● Stated goal:
Are you able to retype all the records below exactly?
#### Input rows
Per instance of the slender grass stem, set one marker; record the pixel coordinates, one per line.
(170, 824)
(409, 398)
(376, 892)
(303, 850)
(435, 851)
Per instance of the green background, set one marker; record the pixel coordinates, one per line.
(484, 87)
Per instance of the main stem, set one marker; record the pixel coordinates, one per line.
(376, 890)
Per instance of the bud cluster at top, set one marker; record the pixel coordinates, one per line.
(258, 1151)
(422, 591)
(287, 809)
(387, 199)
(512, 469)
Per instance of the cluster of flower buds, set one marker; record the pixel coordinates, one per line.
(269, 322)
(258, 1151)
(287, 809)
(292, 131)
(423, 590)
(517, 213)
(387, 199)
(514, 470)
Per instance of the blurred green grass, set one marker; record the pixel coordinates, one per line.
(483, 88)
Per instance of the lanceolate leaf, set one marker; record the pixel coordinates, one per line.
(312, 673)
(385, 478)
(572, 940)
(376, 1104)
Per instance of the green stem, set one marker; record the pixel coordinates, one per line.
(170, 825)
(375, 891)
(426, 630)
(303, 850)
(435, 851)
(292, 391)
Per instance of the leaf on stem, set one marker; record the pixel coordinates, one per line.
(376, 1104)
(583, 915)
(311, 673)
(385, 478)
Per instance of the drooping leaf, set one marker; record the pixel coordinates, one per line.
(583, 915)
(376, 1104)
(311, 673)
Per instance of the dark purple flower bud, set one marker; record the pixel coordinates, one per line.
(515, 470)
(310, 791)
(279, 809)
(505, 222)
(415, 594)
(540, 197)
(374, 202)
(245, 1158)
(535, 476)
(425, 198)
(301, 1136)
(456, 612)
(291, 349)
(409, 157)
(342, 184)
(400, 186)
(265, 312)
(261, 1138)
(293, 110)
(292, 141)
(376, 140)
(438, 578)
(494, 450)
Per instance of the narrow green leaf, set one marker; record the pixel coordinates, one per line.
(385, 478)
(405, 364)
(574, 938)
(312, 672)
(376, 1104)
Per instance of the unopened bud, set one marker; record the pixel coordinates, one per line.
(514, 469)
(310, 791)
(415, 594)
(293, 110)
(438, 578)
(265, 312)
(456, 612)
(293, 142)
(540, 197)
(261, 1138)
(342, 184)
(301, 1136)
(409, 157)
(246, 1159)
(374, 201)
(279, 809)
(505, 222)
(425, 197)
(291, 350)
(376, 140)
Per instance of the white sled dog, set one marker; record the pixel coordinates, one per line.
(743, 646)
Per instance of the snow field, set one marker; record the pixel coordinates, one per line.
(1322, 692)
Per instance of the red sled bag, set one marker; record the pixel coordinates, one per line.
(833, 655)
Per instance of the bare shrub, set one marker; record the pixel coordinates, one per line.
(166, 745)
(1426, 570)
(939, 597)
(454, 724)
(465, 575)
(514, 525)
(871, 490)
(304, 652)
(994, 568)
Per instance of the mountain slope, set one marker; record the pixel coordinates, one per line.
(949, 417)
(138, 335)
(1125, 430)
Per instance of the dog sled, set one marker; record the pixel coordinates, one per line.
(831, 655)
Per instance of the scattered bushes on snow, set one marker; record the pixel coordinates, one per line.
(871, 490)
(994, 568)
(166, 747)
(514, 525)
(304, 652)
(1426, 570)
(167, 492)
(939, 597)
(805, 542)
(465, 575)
########
● Response to the exercise:
Per instance of the slender grass stem, set one marker; record the pixel coordinates, one per line.
(170, 824)
(409, 398)
(376, 892)
(303, 850)
(435, 851)
Per instance of the green background, set one marker; record the pixel coordinates, one per line.
(484, 87)
Per instance of the main stem, set one marker; record the pixel coordinates, one per line.
(376, 890)
Per instance of the bud cluster at top, set one marker; record the pixel coordinates, one per line.
(258, 1151)
(422, 591)
(287, 809)
(387, 199)
(512, 469)
Per instance of the cluster of flower buds, set one marker; record the pixel coordinates, one per line.
(269, 322)
(258, 1151)
(287, 809)
(292, 131)
(423, 590)
(517, 213)
(387, 199)
(514, 470)
Per instance of the blurred green grass, set one marker; record the pixel coordinates, one per line.
(483, 88)
Per instance of the lanceolate leaf, set one marker; record the pixel coordinates, one per line.
(312, 673)
(385, 478)
(572, 940)
(376, 1104)
Per instance of the green stem, set one marker; record the pixel coordinates, one per line.
(170, 825)
(375, 891)
(426, 630)
(303, 850)
(435, 851)
(292, 391)
Per instance of the leaf on stem, set one marker; record the pixel coordinates, one per line.
(376, 1104)
(583, 915)
(311, 673)
(385, 478)
Per instance of the drooping leaf, set one marker; record the pixel coordinates, one per line.
(583, 915)
(376, 1104)
(311, 673)
Per instance of the dark purple flower bud, set one marker; record the pixel coordinates, one per line.
(515, 470)
(310, 791)
(279, 809)
(505, 222)
(415, 594)
(540, 197)
(374, 202)
(245, 1158)
(535, 476)
(425, 198)
(301, 1136)
(456, 612)
(291, 349)
(409, 157)
(342, 184)
(400, 186)
(265, 312)
(261, 1138)
(293, 110)
(292, 141)
(376, 140)
(438, 578)
(494, 450)
Per instance of the narrow green leaf, set one marker; record the pixel coordinates, one per line.
(385, 478)
(405, 364)
(574, 938)
(312, 672)
(376, 1104)
Per instance of the unopened bud, set one marker; record the pixel coordinates, one per line.
(514, 469)
(310, 791)
(415, 594)
(293, 110)
(438, 578)
(265, 312)
(456, 612)
(293, 142)
(540, 197)
(261, 1138)
(342, 184)
(301, 1136)
(409, 157)
(246, 1159)
(374, 201)
(279, 809)
(505, 222)
(425, 197)
(291, 350)
(376, 140)
Per instance of the white sled dog, set one marker; record the pixel coordinates, one per line.
(743, 646)
Per instance of the snow field, set one marker; record the pixel coordinates, one per line.
(1322, 692)
Per instance of the red sled bag, set one marker; record the pixel coordinates, one per line.
(833, 655)
Per instance of the bare shrub, set one marker; record the pixel coordinates, one per line.
(166, 745)
(1426, 570)
(939, 597)
(454, 724)
(465, 575)
(514, 525)
(871, 490)
(304, 652)
(994, 568)
Per instance of the mountain slope, set one marker; record the pixel coordinates, one per line.
(949, 417)
(138, 335)
(1125, 430)
Per instance of the dog sled, set one marker; record the pixel coordinates, one per line.
(831, 655)
Per instance of the scattered bushes on snow, set one marker; record the pixel coordinates, one per line.
(871, 490)
(994, 568)
(166, 747)
(514, 525)
(304, 652)
(1426, 570)
(167, 492)
(939, 597)
(805, 542)
(465, 575)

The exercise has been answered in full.